(Annotation records)
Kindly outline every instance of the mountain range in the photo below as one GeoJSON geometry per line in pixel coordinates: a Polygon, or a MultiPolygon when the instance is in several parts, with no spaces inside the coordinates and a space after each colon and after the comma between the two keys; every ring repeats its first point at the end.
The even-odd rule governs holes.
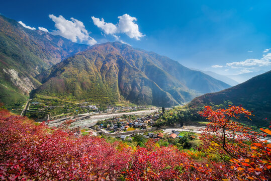
{"type": "Polygon", "coordinates": [[[199,70],[199,69],[196,69],[195,68],[190,68],[190,69],[192,70],[200,71],[203,73],[204,73],[208,75],[210,75],[211,77],[215,78],[215,79],[217,79],[219,80],[221,80],[222,81],[226,83],[227,83],[229,85],[230,85],[231,86],[236,85],[237,84],[240,83],[239,82],[234,80],[234,79],[228,77],[228,76],[226,75],[223,75],[218,73],[216,73],[211,71],[204,71],[204,70],[199,70]]]}
{"type": "Polygon", "coordinates": [[[0,16],[0,101],[37,95],[171,106],[230,85],[120,42],[91,47],[0,16]]]}
{"type": "Polygon", "coordinates": [[[25,101],[26,96],[41,84],[35,76],[88,47],[25,28],[0,15],[0,101],[25,101]]]}
{"type": "Polygon", "coordinates": [[[96,45],[37,76],[36,94],[177,105],[230,85],[166,57],[120,42],[96,45]]]}

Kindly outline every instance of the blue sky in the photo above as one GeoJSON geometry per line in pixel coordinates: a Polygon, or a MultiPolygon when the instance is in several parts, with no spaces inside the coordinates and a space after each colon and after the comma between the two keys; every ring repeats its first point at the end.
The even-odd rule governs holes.
{"type": "Polygon", "coordinates": [[[4,16],[73,41],[123,41],[222,74],[270,69],[270,10],[269,1],[10,0],[0,6],[4,16]]]}

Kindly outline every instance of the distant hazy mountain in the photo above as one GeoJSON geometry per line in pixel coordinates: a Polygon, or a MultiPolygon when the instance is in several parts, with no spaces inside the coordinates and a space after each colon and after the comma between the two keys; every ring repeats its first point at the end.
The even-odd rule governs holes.
{"type": "Polygon", "coordinates": [[[87,47],[0,15],[0,102],[24,101],[41,84],[36,75],[87,47]]]}
{"type": "Polygon", "coordinates": [[[204,105],[219,105],[229,101],[233,105],[242,105],[254,111],[253,120],[265,126],[271,120],[271,71],[256,76],[237,85],[222,91],[206,94],[195,98],[188,106],[197,109],[204,105]],[[267,118],[267,120],[265,118],[267,118]]]}
{"type": "Polygon", "coordinates": [[[191,69],[195,70],[200,71],[202,72],[207,74],[207,75],[209,75],[211,77],[215,78],[215,79],[221,80],[222,81],[224,82],[225,83],[227,83],[229,85],[231,85],[231,86],[234,86],[239,83],[238,82],[227,77],[227,76],[221,75],[220,74],[215,73],[211,71],[204,71],[196,69],[195,68],[191,69]]]}
{"type": "Polygon", "coordinates": [[[38,75],[36,94],[170,106],[230,86],[177,61],[120,42],[96,45],[38,75]]]}
{"type": "Polygon", "coordinates": [[[242,83],[252,77],[263,73],[266,71],[259,71],[256,72],[245,73],[238,75],[225,75],[230,78],[233,79],[239,83],[242,83]]]}

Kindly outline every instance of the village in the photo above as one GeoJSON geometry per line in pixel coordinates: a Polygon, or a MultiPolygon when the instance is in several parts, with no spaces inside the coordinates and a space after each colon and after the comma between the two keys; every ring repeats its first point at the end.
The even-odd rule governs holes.
{"type": "Polygon", "coordinates": [[[91,128],[74,127],[71,131],[78,136],[100,135],[107,139],[121,140],[132,144],[140,145],[148,140],[154,139],[165,145],[176,144],[183,147],[195,145],[192,143],[197,137],[196,133],[193,133],[192,130],[185,129],[182,132],[179,130],[158,128],[155,123],[160,120],[162,116],[162,113],[159,112],[138,117],[135,115],[123,115],[99,121],[91,128]]]}

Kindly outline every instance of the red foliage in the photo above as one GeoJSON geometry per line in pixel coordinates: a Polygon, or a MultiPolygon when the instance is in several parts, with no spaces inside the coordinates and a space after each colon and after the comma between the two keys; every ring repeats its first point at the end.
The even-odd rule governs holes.
{"type": "MultiPolygon", "coordinates": [[[[255,159],[242,157],[230,161],[232,169],[211,161],[199,163],[174,146],[160,147],[154,141],[134,149],[121,142],[111,144],[98,137],[76,137],[62,129],[51,129],[7,112],[0,113],[3,180],[226,180],[242,176],[238,171],[244,171],[235,168],[254,169],[258,164],[255,159]]],[[[253,145],[257,148],[252,151],[257,156],[265,155],[257,151],[269,146],[253,145]]],[[[259,171],[261,176],[262,171],[259,171]]]]}
{"type": "Polygon", "coordinates": [[[271,145],[258,138],[266,136],[234,121],[241,115],[248,118],[251,112],[241,106],[217,110],[206,106],[199,113],[211,121],[200,138],[202,149],[219,155],[234,171],[234,174],[228,174],[228,178],[239,180],[271,179],[271,145]],[[231,158],[229,160],[229,157],[231,158]]]}

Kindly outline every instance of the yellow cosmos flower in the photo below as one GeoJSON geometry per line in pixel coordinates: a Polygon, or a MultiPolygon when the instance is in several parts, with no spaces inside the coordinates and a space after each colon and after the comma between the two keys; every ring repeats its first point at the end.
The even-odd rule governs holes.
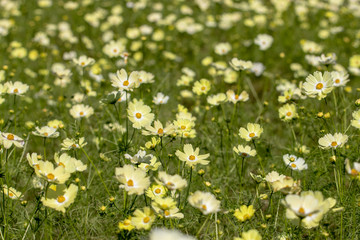
{"type": "Polygon", "coordinates": [[[155,135],[155,136],[168,136],[173,134],[175,131],[174,125],[172,123],[167,123],[166,127],[162,125],[162,123],[159,120],[156,120],[154,122],[154,127],[151,125],[148,125],[145,127],[145,130],[142,131],[143,135],[155,135]]]}
{"type": "Polygon", "coordinates": [[[143,101],[136,99],[130,102],[127,113],[129,120],[133,123],[133,128],[136,129],[151,125],[155,117],[155,115],[151,113],[149,106],[146,106],[143,101]]]}
{"type": "Polygon", "coordinates": [[[242,205],[240,209],[235,209],[234,216],[241,222],[245,222],[254,216],[255,209],[253,205],[242,205]]]}
{"type": "Polygon", "coordinates": [[[234,240],[261,240],[261,239],[262,237],[260,233],[255,229],[251,229],[247,232],[243,232],[241,234],[241,238],[234,238],[234,240]]]}
{"type": "Polygon", "coordinates": [[[322,99],[333,90],[333,86],[334,82],[329,72],[325,72],[324,74],[315,72],[306,78],[303,88],[305,94],[309,97],[322,99]]]}
{"type": "Polygon", "coordinates": [[[20,199],[22,196],[21,192],[18,192],[13,187],[8,187],[7,185],[3,185],[1,192],[4,193],[4,195],[8,196],[11,199],[20,199]]]}
{"type": "Polygon", "coordinates": [[[251,141],[255,138],[259,138],[264,129],[257,123],[248,123],[247,128],[240,128],[239,135],[246,141],[251,141]]]}
{"type": "Polygon", "coordinates": [[[131,224],[135,226],[136,229],[149,230],[156,219],[154,212],[149,207],[144,207],[143,211],[136,209],[133,215],[131,224]]]}
{"type": "Polygon", "coordinates": [[[12,145],[15,145],[15,147],[18,148],[23,148],[25,144],[24,140],[15,134],[3,132],[0,132],[0,143],[5,149],[11,148],[12,145]]]}
{"type": "Polygon", "coordinates": [[[207,79],[200,79],[200,81],[196,81],[194,83],[193,89],[192,91],[196,94],[196,95],[202,95],[202,94],[207,94],[211,89],[211,83],[209,80],[207,79]]]}
{"type": "Polygon", "coordinates": [[[246,102],[249,100],[249,94],[246,91],[242,91],[240,94],[235,94],[233,90],[228,90],[226,96],[229,102],[236,104],[237,102],[246,102]]]}
{"type": "Polygon", "coordinates": [[[253,157],[256,155],[256,150],[252,149],[250,146],[238,145],[233,148],[234,152],[238,154],[240,157],[253,157]]]}
{"type": "Polygon", "coordinates": [[[128,77],[125,69],[121,69],[116,74],[110,74],[110,79],[113,87],[118,88],[119,91],[132,91],[134,88],[140,86],[139,72],[131,72],[128,77]]]}
{"type": "Polygon", "coordinates": [[[150,178],[146,172],[132,165],[116,168],[115,177],[121,183],[120,188],[124,188],[129,195],[141,195],[150,186],[150,178]]]}
{"type": "Polygon", "coordinates": [[[167,188],[163,185],[154,184],[146,190],[146,196],[154,200],[155,198],[162,198],[166,195],[167,188]]]}
{"type": "Polygon", "coordinates": [[[49,126],[44,127],[36,127],[35,131],[32,132],[35,136],[43,137],[43,138],[57,138],[60,133],[57,132],[56,128],[52,128],[49,126]]]}
{"type": "Polygon", "coordinates": [[[189,196],[191,206],[198,208],[204,215],[220,211],[220,201],[209,192],[196,191],[189,196]]]}
{"type": "Polygon", "coordinates": [[[119,222],[119,229],[120,230],[126,230],[126,231],[131,231],[133,230],[135,227],[131,224],[131,216],[128,217],[127,219],[125,219],[124,221],[119,222]]]}
{"type": "Polygon", "coordinates": [[[188,166],[195,166],[196,164],[207,165],[210,161],[206,159],[210,156],[209,153],[199,155],[200,149],[196,148],[195,151],[191,144],[184,145],[184,152],[177,150],[175,155],[183,162],[186,162],[188,166]]]}
{"type": "Polygon", "coordinates": [[[50,183],[62,184],[70,178],[70,173],[66,172],[63,166],[54,168],[54,165],[49,161],[39,161],[38,164],[34,165],[34,170],[38,177],[50,183]]]}
{"type": "Polygon", "coordinates": [[[183,189],[187,186],[187,181],[177,174],[169,175],[166,172],[159,172],[158,178],[160,181],[157,182],[170,190],[183,189]]]}
{"type": "Polygon", "coordinates": [[[94,109],[84,104],[77,104],[70,109],[70,114],[75,119],[89,118],[94,114],[94,109]]]}
{"type": "Polygon", "coordinates": [[[333,198],[324,199],[321,192],[306,191],[300,195],[287,195],[282,203],[286,206],[286,217],[295,224],[301,221],[305,228],[314,228],[332,207],[336,200],[333,198]]]}
{"type": "Polygon", "coordinates": [[[324,137],[319,139],[320,148],[336,149],[338,147],[344,146],[344,144],[348,141],[348,136],[342,133],[326,134],[324,137]]]}
{"type": "Polygon", "coordinates": [[[65,208],[69,207],[75,201],[78,187],[71,184],[68,188],[65,188],[64,185],[60,185],[53,189],[49,189],[47,198],[41,198],[42,203],[46,207],[65,212],[65,208]],[[53,189],[55,189],[55,191],[53,189]]]}
{"type": "Polygon", "coordinates": [[[279,117],[285,122],[298,118],[299,115],[296,112],[295,104],[285,104],[284,106],[279,108],[279,117]]]}

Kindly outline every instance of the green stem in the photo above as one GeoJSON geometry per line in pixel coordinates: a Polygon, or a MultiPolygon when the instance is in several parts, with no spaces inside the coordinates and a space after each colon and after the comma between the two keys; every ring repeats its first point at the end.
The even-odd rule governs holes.
{"type": "Polygon", "coordinates": [[[97,167],[95,166],[94,162],[91,160],[91,158],[89,157],[89,155],[87,155],[87,153],[85,152],[85,150],[81,147],[81,150],[83,151],[83,153],[85,154],[86,158],[89,160],[89,162],[91,163],[91,165],[95,168],[95,171],[96,173],[98,174],[102,184],[104,185],[104,188],[106,190],[106,192],[109,194],[109,196],[111,196],[110,192],[109,192],[109,189],[107,188],[102,176],[101,176],[101,173],[100,171],[97,169],[97,167]]]}

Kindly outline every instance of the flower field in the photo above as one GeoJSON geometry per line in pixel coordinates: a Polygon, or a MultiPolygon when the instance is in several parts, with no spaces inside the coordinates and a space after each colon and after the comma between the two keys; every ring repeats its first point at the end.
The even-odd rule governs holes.
{"type": "Polygon", "coordinates": [[[0,238],[360,237],[360,0],[0,0],[0,238]]]}

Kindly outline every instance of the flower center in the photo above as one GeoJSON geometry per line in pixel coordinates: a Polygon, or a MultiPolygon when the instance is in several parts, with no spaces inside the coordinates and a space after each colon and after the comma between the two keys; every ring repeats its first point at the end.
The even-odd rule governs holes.
{"type": "Polygon", "coordinates": [[[143,222],[144,223],[148,223],[150,221],[150,218],[149,217],[144,217],[144,219],[143,219],[143,222]]]}
{"type": "Polygon", "coordinates": [[[128,185],[129,187],[133,187],[133,186],[134,186],[134,181],[131,180],[131,179],[129,179],[129,180],[127,181],[127,185],[128,185]]]}
{"type": "Polygon", "coordinates": [[[317,90],[321,90],[323,87],[324,87],[324,84],[322,84],[322,83],[316,84],[316,89],[317,90]]]}
{"type": "Polygon", "coordinates": [[[358,174],[359,174],[359,172],[356,169],[351,169],[351,175],[356,176],[358,174]]]}
{"type": "Polygon", "coordinates": [[[299,208],[299,213],[305,214],[305,209],[303,207],[299,208]]]}
{"type": "Polygon", "coordinates": [[[7,140],[14,140],[14,135],[8,134],[6,138],[7,140]]]}
{"type": "Polygon", "coordinates": [[[63,203],[63,202],[65,202],[65,197],[64,196],[58,196],[58,198],[57,198],[57,201],[59,202],[59,203],[63,203]]]}
{"type": "Polygon", "coordinates": [[[52,173],[48,173],[48,174],[46,175],[46,177],[48,178],[48,180],[54,180],[54,179],[55,179],[55,175],[52,174],[52,173]]]}

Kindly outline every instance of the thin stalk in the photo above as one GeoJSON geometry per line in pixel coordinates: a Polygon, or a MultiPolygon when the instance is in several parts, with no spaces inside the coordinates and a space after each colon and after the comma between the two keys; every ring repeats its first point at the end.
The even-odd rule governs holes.
{"type": "Polygon", "coordinates": [[[81,150],[83,151],[83,153],[85,154],[86,158],[89,160],[89,162],[91,163],[91,165],[94,167],[96,173],[98,174],[102,184],[104,185],[104,188],[106,190],[106,192],[109,194],[109,196],[111,196],[110,192],[109,192],[109,189],[107,188],[102,176],[101,176],[101,173],[100,171],[97,169],[97,167],[95,166],[94,162],[91,160],[91,158],[89,157],[89,155],[85,152],[85,150],[81,147],[81,150]]]}

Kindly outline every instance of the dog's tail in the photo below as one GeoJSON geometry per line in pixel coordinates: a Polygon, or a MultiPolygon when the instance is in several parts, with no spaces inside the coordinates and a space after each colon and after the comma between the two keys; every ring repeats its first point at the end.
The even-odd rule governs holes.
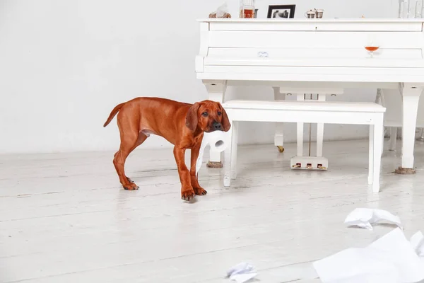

Written exercise:
Retype exactly, please, the span from the line holding "Kindly outline every instance of the dog's" through the closing line of the data, both ends included, without the pictures.

Expected output:
Kindly outline every instance of the dog's tail in the photo below as one GeoJSON geometry per line in pixel coordinates: a Polygon, or a MultiPolygon when the instance is in several parts, with no spaces inside the coordinates and a space after each colon and after the comma between the two keys; every ring repeats its first point at the end.
The even-odd rule governs holes.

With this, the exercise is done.